- **GIVEN ENTRIES**
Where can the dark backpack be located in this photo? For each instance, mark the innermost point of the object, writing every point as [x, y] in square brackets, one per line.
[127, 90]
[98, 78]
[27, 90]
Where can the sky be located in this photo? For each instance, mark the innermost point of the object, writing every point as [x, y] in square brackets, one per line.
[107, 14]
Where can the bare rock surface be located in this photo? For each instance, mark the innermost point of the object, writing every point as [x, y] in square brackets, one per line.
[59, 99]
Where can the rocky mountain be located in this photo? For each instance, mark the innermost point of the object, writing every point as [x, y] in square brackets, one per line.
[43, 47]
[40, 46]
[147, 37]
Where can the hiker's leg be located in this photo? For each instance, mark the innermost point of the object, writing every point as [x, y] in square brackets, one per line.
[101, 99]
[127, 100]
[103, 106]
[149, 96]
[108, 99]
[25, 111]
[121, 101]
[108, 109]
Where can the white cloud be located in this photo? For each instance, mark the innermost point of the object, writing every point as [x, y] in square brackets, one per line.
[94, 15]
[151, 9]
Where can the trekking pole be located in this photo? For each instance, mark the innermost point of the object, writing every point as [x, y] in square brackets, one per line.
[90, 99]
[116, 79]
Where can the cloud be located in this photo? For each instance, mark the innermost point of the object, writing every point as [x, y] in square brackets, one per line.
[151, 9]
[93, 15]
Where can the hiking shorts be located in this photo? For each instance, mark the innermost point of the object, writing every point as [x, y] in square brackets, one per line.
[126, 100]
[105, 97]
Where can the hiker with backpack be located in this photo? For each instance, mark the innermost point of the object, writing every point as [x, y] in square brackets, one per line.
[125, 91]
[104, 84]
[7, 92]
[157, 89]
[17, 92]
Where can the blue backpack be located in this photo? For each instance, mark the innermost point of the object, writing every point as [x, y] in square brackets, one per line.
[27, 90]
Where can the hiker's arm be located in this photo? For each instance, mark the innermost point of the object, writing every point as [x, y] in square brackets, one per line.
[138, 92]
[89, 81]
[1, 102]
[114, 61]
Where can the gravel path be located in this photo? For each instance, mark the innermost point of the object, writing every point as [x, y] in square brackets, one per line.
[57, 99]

- **GOAL OF THE EXERCISE**
Line by line, retype the records with no changes.

- **RESPONSE TO THE TASK**
Where can the dark backpack be located in this photo? For each instance, mark the innermost point of the object, writing every point as [x, y] in square brackets, one per line.
[127, 90]
[98, 78]
[27, 90]
Where can the sky be located in this photo? For each instance, mark the innermost point of the object, writing every point as [x, y] in square brackets, one per line.
[107, 14]
Where can the bare rock surface be located in this photo? For each instance, mark the innermost point of the object, writing every point as [x, y] in square brackets, one per line.
[59, 99]
Where can the rocky mountain be located in this photo? For each instance, mark the innermost point of the object, writing every point as [x, y] in square brackets, one per line.
[43, 47]
[40, 46]
[147, 37]
Where can the hiker's leg be located in this photo? For each instance, mark the innermost point of the object, writing every point as [x, y] in square brackets, one per line.
[101, 99]
[127, 100]
[103, 106]
[149, 96]
[108, 99]
[25, 111]
[121, 101]
[108, 109]
Where can the white cloud be located in this photo? For each instance, mark the innermost point of the object, writing every point as [x, y] in square brackets, one per line.
[94, 15]
[151, 9]
Where can the trekking pole be located in this photo? For each instance, mark the innermost point of the object, writing every point as [x, y] in square brackets, one per line.
[90, 99]
[116, 79]
Where can the cloud be located in this photo? For each instance, mark the innermost point of the object, writing every point as [x, y] in square brackets, one per line.
[151, 9]
[93, 15]
Where can the hiking shorts be located in this photo? For each instance, mark the innermost point of the object, writing every point as [x, y] in square brackets, one per line.
[126, 100]
[105, 97]
Where can the hiker with backpack be located in this photo? For each instance, mark the innermost point of the object, writing every point as [x, y] in square brackets, one per line.
[125, 91]
[104, 84]
[7, 92]
[157, 89]
[17, 92]
Where can the blue backpack be located in this photo? For each instance, mark the innermost point of the object, writing every point as [x, y] in square brackets, one per line.
[27, 90]
Where can the hiker's arm be located in this photo? For each instance, mark the innermost point of the object, writing every point as [x, y] in square brackets, one per line.
[138, 92]
[89, 81]
[1, 102]
[114, 61]
Where can the gravel path be located in this photo? For each instance, mark the innermost point of the object, writing every point as [x, y] in square brackets, one per line.
[57, 99]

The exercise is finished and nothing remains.